_LESETEXT_:
============================================================

Quoten sind völliger Unsinn - Frankfurter Allgemeine Zeitung
Der Liberalismus hatte es schon immer schwer in Deutschland. Vor Allem deshalb, weil die meisten Menschen ihre Meinung über ihn aus Vorurteilen gebildet haben. Das führt dazu, dass Diskussionen über Liberalismus oft damit beginnen, dass man erst einmal alle Irrtümer und Vorurteile richtigstellen muss. Dazu kommt, dass die Mentalität “Der Staat weiß am besten, was gut für mich ist und wird es richten.” in Deutschland deutlich verbreiteter ist, als in anderen Ländern der Welt. Im Moment greift der Staat extrem in das Leben der Bürger ein. Teilweise ist das aufgrund der Situation gerechtfertigt, teilweise nicht. Leider nehmen im Rahmen dieser Debatte auch auch Anwürfe gegen Liberale zu, die den staatlichen Drang nach mehr Kontrolle naturgemäß kritisch sehen. Da tut es gut, einen Text zu lesen, der noch einmal klarmacht, dass viele Vorurteile keine sachliche Grundlage haben aber auch, dass nicht wenige davon Liberale selbst zu verantworten haben. Gefreut hat mich auch der Hinweis auf den seiner 1960 veröffentlichten Abhandlung “Die Verfassung der Freiheit” angehängten Essay “Why I am not a Conservative” von Friedrich August von Hayek, den ich heute Abend mal wieder lesen werde.
„Wenn jeder an sich selbst denkt, dann ist an alle gedacht“: es ist solcher neunmalkluge Infantilismus, der dem Liberalismus den größten Schaden zufügt. Denn wer so denkt, verwechselt die Unparteilichkeit des Staates mit persönlicher Unbeteiligtheit. Wer das Individuum zum Primat der Politik erklärt, der muss sich auch im Privaten daran messen lassen. Aus der anti-autoritären Politik-Agenda des Liberalismus müssen im Umkehrschluss Mitgefühl und Empathie im Privaten folgen. Zumindest, wenn man wie die meisten Vordenker von Adam Smith über Max Weber bis Robert Nozick der Überzeugung ist, dass wir Menschen sind, für die solche Werte zentrale Bedeutung haben. Damit ist jedoch nicht „mitfühlender Liberalismus“ das Ziel, sondern „mitfühlende Liberale“. Denn ein „mitfühlender Liberalismus“ verwechselt das Mitgefühl zwischen zwei Individuen mit gegenstandslosem kollektivem. Sollen die Ideen von Freiheit und Marktwirtschaft wieder jene Anziehungskraft entfalten wie im 19. und 20. Jahrhundert, müssen Liberale ihre persönlichen Tugenden mehr in den Vordergrund rücken und sie auch leben. Kurzum: Der Liberalismus braucht mehr Lametta.

============================================================

_DATENSÄTZE_:
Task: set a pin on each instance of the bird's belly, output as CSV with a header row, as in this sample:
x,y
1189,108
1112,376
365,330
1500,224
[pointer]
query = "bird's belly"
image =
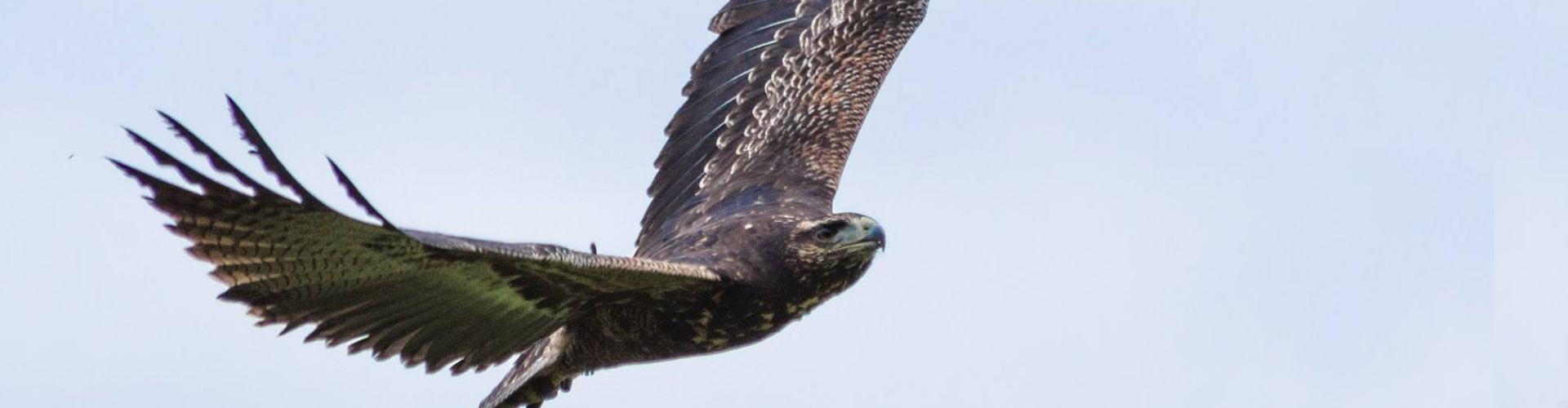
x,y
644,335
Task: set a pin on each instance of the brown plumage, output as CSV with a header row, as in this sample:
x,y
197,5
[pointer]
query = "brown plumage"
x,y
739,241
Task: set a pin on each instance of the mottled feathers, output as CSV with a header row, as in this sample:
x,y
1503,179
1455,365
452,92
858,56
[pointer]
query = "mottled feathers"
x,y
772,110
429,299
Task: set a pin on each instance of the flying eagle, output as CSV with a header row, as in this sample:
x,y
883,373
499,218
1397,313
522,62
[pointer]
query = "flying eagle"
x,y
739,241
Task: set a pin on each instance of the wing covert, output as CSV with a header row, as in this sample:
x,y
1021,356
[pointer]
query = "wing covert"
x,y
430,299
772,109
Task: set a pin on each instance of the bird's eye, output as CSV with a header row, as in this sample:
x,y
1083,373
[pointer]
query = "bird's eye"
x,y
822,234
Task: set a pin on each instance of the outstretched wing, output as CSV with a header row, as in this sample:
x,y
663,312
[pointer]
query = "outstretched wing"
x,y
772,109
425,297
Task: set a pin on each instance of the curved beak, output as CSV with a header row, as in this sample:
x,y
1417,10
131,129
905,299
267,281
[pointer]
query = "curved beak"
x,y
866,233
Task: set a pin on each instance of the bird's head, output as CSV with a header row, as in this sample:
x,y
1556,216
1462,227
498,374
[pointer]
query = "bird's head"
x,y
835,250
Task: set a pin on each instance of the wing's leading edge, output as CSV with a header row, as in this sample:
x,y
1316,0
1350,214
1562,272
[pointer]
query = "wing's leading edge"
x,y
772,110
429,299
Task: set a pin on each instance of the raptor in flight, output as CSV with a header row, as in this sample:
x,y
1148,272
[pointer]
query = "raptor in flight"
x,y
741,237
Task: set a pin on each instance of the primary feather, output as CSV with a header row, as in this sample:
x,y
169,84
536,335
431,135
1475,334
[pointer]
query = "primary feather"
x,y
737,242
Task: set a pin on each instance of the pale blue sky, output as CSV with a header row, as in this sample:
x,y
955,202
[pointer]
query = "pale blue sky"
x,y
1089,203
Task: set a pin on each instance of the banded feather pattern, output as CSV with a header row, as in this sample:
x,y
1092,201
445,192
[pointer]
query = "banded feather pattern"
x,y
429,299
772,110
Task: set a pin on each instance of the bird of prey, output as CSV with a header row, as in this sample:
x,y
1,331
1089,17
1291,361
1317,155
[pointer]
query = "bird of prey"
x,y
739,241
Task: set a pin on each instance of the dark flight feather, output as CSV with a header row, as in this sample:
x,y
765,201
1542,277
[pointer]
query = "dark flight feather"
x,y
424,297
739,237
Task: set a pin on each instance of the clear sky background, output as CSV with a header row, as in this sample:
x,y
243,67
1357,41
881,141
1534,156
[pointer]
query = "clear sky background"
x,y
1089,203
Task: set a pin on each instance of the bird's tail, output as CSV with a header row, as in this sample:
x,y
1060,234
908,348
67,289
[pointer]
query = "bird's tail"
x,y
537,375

============================================================

_AUFGABE 1_: In welchem Jahr wurde laut Lesetext die Abhandlung „Die Verfassung der Freiheit“ veröffentlicht?
_AUFGABE 2_: Weshalb hatte es der Liberalismus laut Lesetext in Deutschland schon immer schwer? Erläutern Sie dies in ein bis drei Sätzen.
_AUFGABE 3_: Nennen Sie alle Personen, die im Lesetext namentlich erwähnt werden.
Das Material wird für die Bearbeitung nicht benötigt.

_LÖSUNG 1_: 1960

_LÖSUNG 2_: Die meisten Menschen haben ihre Meinung über den Liberalismus vor allem aus Vorurteilen gebildet, sodass Diskussionen oft erst mit der Richtigstellung von Irrtümern und Vorurteilen beginnen müssen. Hinzu kommt, dass die Mentalität, der Staat wisse am besten, was gut für einen sei, und werde es richten, in Deutschland deutlich verbreiteter ist als in anderen Ländern.

_LÖSUNG 3_: Friedrich August von Hayek, Adam Smith, Max Weber, Robert Nozick